-- O que fazer --
Prolongue o trecho sobre liberdade religiosa e o regulamento de saúde, começando logo após a sua última frase.

-- Trecho apresentado --
:::
A Igreja afirma que, neste caso, se requer a liberdade religiosa, não para proteger o nosso cantinho, mas, em última análise, para manifestar “a virtude única da própria doutrina na ordenação da sociedade e no fazer vivificar toda a atividade humana”, como afirma a declaração Dignitatis humanae. O protesto que atravessa credos e correntes políticas parece, de certa forma, uma confirmação…
Claro, é óbvio que a polêmica toca num elemento sentido a um nível profundo e generalizado. Para perceber a reação, é útil termos em mente a estrutura do regulamento de saúde, publicado sem nenhuma diferença substancial do “compromisso” oferecido e ainda não concretizado pelo presidente Obama. Primeiro: diz que tudo a que o governo chama “serviços de saúde preventivos indispensáveis” deve ser fornecido e pago pelos empregadores. Hoje são a esterilização voluntária, a contracepção e os métodos químicos de aborto; na próxima semana, ou no próximo ano, será qualquer outra coisa que o Governo escolha acrescentar à lista. Segundo: diz que as únicas entidades que podem ser dispensadas desta obrigação, por motivos de crença religiosa, são aquelas que assumem e estão ao serviço, principalmente, de pessoas da mesma fé (por exemplo, uma paróquia). Instituições como escolas e universidades, hospitais, ou obras de caridade ao serviço dos pobres e dos oprimidos não são consideradas verdadeiras instituições religiosas, por isso devem acatar o decreto do Governo ou arriscam-se a sanções econômicas proibitivas.

Isto penaliza enormemente a liberdade das instituições e das pessoas implicadas…
Por outras palavras, as comunidades de praticantes de uma fé religiosa não podem dar vida a organizações que pretendam agir e estar presentes de forma capilar na sociedade (em vez de apenas no seio das próprias comunidades religiosas), sem que o Estado lhes imponha que sirvam os interesses e os valores estabelecidos pelo Governo. Neste sistema absurdo, não nos é possível educar os jovens, cuidar dos doentes, vestir o nu, confortar o aflito, procurar justiça para o oprimido, albergar o estrangeiro, dar de comer a quem tem fome, a não ser violando os nossos princípios fundamentais cada vez que o Estado o ordenar. Por isso, podemos ver o que está verdadeiramente em jogo aqui, ou seja, a liberdade fundamental das comunidades religiosas de agir no mundo, quer dizer: viver em solidariedade com os outros, participar plenamente na realização do bem comum da toda a sociedade e criar uma cultura viva. Estamos bem longe de uma “questão católica”.
:::
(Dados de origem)
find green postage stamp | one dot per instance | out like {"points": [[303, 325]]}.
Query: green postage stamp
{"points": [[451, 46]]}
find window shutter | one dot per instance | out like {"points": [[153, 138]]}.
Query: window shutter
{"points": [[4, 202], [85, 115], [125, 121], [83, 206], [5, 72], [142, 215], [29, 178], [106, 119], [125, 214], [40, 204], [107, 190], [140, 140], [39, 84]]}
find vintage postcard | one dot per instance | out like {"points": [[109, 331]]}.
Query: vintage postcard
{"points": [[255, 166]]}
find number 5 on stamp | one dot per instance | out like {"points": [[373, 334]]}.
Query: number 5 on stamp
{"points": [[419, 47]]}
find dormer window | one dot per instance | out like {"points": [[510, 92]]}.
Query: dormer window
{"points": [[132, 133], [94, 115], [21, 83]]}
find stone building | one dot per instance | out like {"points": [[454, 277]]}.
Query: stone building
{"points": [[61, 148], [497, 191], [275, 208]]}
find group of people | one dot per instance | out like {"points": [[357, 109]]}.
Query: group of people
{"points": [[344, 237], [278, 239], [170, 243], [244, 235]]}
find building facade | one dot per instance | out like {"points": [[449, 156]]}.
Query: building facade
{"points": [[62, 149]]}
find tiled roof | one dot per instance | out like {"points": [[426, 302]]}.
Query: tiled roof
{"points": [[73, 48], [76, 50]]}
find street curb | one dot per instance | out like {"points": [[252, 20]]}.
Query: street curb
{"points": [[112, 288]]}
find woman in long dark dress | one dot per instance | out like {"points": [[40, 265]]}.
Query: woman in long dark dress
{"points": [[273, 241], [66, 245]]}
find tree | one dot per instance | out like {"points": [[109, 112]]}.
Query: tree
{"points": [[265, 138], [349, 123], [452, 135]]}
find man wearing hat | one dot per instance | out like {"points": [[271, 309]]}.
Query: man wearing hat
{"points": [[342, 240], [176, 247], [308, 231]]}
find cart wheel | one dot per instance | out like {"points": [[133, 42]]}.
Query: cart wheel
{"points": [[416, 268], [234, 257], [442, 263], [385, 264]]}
:::
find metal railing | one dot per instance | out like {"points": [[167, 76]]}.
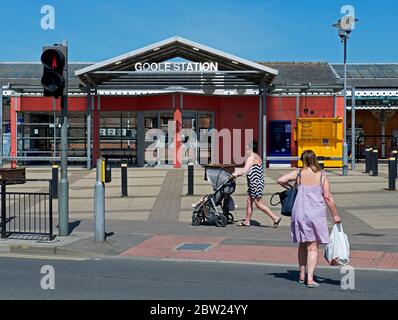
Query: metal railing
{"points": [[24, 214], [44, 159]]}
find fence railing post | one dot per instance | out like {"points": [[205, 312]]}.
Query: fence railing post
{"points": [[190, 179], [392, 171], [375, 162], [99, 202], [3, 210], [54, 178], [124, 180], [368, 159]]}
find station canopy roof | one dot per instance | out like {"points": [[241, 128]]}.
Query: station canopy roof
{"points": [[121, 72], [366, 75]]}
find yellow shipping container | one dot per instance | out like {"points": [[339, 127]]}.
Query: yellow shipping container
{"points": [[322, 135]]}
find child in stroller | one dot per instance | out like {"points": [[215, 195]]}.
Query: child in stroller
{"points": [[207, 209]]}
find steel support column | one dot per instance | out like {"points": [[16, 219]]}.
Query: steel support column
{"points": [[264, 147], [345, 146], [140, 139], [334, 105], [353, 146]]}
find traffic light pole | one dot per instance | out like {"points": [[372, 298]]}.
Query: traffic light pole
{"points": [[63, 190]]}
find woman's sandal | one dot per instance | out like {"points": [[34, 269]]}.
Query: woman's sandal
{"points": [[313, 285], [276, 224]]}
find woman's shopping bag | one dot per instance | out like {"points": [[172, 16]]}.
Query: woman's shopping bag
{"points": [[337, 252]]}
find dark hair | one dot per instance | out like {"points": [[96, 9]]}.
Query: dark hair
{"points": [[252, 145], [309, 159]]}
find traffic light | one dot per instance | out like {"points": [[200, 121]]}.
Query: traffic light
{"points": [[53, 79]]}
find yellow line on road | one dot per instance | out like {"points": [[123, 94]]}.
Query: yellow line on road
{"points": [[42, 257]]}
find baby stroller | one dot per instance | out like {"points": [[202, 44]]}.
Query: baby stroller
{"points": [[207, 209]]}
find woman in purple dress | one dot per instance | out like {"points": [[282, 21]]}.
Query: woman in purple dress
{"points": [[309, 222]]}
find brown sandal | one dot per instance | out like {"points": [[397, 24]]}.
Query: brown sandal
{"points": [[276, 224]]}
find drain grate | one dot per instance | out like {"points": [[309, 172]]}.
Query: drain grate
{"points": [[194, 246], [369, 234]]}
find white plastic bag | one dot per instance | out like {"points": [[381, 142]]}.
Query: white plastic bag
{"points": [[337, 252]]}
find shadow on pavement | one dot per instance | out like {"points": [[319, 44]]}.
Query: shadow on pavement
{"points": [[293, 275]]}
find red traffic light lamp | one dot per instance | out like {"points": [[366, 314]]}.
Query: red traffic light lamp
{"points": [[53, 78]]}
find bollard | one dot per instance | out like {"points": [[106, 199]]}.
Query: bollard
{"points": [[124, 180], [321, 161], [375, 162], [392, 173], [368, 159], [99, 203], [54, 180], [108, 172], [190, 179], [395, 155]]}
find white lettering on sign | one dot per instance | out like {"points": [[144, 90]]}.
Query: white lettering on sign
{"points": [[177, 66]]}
:::
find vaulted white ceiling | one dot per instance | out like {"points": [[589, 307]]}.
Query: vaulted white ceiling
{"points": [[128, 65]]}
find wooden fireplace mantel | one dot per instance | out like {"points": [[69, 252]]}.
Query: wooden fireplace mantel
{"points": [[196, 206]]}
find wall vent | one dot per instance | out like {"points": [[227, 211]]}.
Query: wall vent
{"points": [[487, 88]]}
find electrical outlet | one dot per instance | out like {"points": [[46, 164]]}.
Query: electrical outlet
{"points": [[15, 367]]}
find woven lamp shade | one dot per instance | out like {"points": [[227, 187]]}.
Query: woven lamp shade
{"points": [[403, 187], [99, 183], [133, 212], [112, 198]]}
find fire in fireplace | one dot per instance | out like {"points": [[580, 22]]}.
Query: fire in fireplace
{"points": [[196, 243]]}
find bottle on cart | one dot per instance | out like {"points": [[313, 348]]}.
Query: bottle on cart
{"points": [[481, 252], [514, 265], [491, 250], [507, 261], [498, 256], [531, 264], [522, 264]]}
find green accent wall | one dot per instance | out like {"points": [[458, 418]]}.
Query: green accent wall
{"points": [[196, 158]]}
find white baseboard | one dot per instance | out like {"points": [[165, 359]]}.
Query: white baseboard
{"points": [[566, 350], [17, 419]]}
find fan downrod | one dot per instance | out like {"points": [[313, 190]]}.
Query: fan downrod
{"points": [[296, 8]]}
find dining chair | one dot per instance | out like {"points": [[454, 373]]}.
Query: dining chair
:::
-- Resultado do exercício --
Então não é um exagero dizer que o que está em jogo tem a ver com o fundamento a liberdade humana?
O que está em jogo é o principal e mais importante aspecto da liberdade, o procurar e aderir ao significado último das coisas, não só na esfera da consciência privada, inseparável e individual, da ética pessoal do indivíduo ou com atos de culto piedosos, mas a relação com toda a realidade (família, trabalho, educação, arte, política…). Está em causa a liberdade de religião, de dar a vida, de estarmos presentes como realidades culturais. Esta polêmica ajuda-nos a recordar que a redução moderna da liberdade religiosa a proteção da coação em matéria de credo pessoal, culto e consciência em “sentido restrito”, reflete quer uma redução do ser humano na sua integralidade, quer uma redução das inevitáveis dimensões comuns e culturais da religião.

O significado mais amplo de liberdade contrasta com a concepção prevalente de “direitos”. Em particular, um certo conceito de direito parece insinuar que o Estado tem o dever de proteger os cidadãos dos “influxos coercivos” dos princípios religiosos… Assim sendo, os direitos garantidos pelo Estado não estarão talvez destinados a entrar em conflito com a religião e a liberdade religiosa?
Concretamente, receio que este conflito entre liberdade religiosa e certas concepções e práticas políticas de “direitos humanos” esteja destinado a aumentar. Mas, a um nível mais profundo, estou convencido de que o conceito de direitos humanos fundamentais seja compatível com uma antropologia autenticamente humana de comunhão e dependência, e a o mesmo tempo indispensável para regular a vida social e política. O problema não está nos “direitos” enquanto tais, mas na sua ideologia específica, que arranca o significado da pessoa individual ao complexo enredo de dignidade humana e bem comum, que nascem ambos de um reconhecimento do destino transcendente ao homem. Sem isto, a linguagem dos direitos torna-se apenas um jogo de poderes.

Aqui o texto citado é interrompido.